Online learning from demonstration algorithms, such as DAgger, can learn policies for problems where the system dynamics and the cost function are unknown. However, during learning, they impose a burden on supervisors to respond to queries each time the robot encounters new states while executing its current best policy. Algorithms such as MMD-IL reduce supervisor burden by filtering queries with insufficient discrepancy in distribution and maintaining multiple policies. We introduce the SHIV algorithm (Svm-based reduction in Human InterVention), which converges to a single policy and reduces supervisor burden in non-stationary high dimensional state distributions. To facilitate scaling and outlier rejection, filtering is based on distance to an approximate level set boundary defined by a One Class support vector machine. We report on experiments in three contexts: 1) a driving simulator with a 27,936 dimensional visual feature space, 2) a push-grasping in clutter simulation with a 22 dimensional state space, and 3) physical surgical needle insertion with a 16 dimensional state space. Results suggest that SHIV can efficiently learn policies with equivalent performance requiring up to 70% fewer queries.

_STATED TASK_. In the abstract about the SHIV algorithm, how many dimensions does the push-grasping in clutter simulation's state space have?

_EXTRACTED RECORDS_.
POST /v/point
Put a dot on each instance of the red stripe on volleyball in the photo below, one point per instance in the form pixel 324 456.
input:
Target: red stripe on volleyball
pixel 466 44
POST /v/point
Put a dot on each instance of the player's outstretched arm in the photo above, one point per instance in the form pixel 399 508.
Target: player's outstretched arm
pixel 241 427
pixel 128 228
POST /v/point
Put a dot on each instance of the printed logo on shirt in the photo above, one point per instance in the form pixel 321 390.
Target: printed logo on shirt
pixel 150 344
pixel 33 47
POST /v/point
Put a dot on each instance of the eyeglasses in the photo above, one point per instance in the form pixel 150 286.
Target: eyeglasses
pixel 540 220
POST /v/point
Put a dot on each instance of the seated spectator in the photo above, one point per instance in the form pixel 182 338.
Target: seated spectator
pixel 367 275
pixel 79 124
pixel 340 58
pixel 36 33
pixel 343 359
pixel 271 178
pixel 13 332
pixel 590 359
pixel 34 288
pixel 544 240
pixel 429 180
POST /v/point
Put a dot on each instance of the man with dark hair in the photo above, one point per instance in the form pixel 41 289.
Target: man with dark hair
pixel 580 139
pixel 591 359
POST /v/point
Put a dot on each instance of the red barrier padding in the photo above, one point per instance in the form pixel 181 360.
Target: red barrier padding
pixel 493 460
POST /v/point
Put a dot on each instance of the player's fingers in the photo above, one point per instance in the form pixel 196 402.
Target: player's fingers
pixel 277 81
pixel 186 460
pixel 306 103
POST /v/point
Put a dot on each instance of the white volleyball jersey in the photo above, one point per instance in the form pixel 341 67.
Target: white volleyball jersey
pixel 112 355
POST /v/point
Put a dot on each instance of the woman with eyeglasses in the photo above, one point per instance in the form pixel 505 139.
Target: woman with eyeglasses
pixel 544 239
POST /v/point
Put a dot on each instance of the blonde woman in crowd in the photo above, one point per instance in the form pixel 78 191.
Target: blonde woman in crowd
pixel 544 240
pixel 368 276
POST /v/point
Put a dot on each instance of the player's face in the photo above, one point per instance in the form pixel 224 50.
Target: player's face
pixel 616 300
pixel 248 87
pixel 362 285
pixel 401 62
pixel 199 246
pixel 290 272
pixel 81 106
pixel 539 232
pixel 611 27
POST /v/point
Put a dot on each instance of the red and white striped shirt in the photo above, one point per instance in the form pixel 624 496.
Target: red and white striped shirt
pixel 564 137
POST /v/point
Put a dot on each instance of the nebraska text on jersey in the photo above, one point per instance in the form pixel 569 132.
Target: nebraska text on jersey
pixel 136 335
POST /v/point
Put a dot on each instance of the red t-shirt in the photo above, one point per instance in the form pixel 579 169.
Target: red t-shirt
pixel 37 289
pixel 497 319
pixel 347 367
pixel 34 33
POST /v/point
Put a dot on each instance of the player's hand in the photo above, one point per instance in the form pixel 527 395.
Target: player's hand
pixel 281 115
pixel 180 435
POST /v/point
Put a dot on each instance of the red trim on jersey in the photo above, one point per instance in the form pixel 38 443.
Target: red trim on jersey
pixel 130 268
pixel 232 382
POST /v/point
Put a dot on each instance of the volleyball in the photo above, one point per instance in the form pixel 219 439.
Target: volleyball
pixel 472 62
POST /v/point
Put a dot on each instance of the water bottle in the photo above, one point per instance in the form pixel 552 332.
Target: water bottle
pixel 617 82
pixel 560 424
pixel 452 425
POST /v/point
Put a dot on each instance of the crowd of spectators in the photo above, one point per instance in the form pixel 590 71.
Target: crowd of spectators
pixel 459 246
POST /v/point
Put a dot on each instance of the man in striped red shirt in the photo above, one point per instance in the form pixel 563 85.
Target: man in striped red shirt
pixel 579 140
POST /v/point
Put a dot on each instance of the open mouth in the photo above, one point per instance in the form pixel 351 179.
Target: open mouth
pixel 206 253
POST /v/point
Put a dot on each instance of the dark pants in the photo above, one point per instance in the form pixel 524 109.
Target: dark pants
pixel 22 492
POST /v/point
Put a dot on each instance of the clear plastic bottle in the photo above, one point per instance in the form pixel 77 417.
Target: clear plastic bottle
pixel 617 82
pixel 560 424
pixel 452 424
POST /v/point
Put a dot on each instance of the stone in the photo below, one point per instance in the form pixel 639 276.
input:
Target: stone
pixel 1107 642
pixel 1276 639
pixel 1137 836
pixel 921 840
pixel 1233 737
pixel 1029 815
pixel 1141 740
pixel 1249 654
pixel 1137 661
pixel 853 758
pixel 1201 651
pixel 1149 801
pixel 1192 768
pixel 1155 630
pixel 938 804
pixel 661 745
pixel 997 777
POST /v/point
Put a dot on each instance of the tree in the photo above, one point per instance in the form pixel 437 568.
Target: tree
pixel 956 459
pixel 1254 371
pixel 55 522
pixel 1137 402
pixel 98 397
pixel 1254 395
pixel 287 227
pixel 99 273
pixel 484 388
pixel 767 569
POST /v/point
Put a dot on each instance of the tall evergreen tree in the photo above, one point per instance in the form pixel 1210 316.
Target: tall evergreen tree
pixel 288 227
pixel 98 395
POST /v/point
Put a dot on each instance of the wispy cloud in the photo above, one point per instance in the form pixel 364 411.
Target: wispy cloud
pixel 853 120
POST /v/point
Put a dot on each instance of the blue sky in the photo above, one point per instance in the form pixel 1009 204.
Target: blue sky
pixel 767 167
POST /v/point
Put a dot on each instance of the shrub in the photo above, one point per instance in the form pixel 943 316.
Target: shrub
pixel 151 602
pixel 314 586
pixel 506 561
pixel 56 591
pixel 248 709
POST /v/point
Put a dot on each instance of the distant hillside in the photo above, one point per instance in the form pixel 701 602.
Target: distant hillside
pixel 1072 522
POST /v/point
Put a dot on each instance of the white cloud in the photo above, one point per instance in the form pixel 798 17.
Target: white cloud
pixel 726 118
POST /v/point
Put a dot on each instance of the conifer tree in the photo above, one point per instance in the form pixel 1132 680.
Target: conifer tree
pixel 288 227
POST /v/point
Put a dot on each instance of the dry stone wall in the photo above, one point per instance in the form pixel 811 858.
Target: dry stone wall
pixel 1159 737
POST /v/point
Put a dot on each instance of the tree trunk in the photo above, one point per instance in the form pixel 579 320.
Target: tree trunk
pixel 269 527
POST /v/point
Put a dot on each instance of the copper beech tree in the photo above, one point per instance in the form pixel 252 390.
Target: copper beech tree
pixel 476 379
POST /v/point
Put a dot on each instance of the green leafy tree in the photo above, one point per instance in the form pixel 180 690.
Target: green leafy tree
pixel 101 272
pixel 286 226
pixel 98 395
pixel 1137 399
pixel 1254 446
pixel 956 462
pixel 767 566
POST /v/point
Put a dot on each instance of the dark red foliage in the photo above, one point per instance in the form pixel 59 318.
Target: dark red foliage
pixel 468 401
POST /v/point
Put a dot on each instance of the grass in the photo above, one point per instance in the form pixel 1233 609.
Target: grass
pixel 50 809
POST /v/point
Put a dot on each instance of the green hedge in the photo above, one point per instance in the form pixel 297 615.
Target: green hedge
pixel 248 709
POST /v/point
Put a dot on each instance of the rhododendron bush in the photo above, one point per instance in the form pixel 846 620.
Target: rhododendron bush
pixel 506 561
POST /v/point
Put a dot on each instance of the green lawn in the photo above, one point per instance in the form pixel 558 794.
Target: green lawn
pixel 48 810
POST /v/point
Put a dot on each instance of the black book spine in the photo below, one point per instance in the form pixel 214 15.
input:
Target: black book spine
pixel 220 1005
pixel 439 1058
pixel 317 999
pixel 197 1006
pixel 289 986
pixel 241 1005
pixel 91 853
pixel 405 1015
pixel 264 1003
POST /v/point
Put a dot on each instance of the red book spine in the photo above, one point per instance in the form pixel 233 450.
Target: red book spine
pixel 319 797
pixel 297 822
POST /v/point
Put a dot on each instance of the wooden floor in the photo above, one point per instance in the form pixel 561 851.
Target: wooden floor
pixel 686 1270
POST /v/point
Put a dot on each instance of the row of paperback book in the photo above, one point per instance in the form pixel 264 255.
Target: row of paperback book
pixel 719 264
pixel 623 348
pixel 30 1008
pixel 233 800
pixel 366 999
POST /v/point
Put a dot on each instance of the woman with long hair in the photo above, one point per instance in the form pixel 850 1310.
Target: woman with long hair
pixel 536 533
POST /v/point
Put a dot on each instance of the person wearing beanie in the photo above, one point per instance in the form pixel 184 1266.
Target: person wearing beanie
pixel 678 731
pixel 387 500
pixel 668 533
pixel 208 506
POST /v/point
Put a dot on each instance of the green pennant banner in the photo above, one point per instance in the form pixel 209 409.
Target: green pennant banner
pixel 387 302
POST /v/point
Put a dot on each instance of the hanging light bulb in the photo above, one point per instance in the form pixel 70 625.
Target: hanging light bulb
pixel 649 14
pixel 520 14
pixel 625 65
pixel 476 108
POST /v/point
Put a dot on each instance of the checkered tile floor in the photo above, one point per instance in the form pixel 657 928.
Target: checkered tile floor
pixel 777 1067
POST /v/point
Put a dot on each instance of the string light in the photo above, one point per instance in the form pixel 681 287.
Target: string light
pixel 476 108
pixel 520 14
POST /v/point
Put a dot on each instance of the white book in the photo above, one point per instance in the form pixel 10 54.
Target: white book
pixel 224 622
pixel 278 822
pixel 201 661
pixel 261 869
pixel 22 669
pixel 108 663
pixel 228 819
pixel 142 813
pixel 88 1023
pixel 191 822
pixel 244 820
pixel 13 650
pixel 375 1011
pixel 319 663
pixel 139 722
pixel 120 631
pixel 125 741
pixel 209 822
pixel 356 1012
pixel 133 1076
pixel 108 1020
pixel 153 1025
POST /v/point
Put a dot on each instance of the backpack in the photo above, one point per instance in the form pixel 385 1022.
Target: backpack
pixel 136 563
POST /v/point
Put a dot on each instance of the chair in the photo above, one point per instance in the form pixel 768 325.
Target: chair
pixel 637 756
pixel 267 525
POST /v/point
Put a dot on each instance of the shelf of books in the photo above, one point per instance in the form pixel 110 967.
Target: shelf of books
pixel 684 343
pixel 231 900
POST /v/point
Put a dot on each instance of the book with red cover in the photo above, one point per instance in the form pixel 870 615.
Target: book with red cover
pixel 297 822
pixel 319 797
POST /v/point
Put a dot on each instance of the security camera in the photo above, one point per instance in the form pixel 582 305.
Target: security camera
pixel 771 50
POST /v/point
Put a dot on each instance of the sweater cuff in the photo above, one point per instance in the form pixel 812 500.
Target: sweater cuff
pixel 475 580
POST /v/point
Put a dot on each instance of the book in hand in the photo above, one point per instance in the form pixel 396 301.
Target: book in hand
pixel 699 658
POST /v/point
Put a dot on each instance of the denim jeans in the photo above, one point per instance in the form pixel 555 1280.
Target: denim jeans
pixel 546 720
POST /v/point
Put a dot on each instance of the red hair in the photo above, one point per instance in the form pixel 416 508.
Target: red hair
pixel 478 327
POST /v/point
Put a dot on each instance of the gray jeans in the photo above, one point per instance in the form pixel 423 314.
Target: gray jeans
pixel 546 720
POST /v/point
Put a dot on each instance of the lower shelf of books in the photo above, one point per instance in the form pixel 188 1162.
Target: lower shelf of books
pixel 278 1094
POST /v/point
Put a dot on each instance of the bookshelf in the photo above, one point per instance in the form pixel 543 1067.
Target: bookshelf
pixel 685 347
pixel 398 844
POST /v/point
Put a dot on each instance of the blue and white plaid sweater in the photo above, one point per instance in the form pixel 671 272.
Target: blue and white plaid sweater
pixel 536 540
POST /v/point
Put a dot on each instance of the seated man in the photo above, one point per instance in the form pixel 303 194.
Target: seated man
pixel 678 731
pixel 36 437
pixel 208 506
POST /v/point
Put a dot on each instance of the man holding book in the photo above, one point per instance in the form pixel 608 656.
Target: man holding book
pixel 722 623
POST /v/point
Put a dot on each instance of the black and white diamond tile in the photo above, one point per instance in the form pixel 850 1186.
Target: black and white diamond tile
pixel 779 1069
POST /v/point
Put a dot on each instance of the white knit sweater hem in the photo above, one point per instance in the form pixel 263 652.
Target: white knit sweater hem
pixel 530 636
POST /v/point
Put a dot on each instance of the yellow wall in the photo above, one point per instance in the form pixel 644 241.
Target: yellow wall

_RESULT_. 22 dimensions.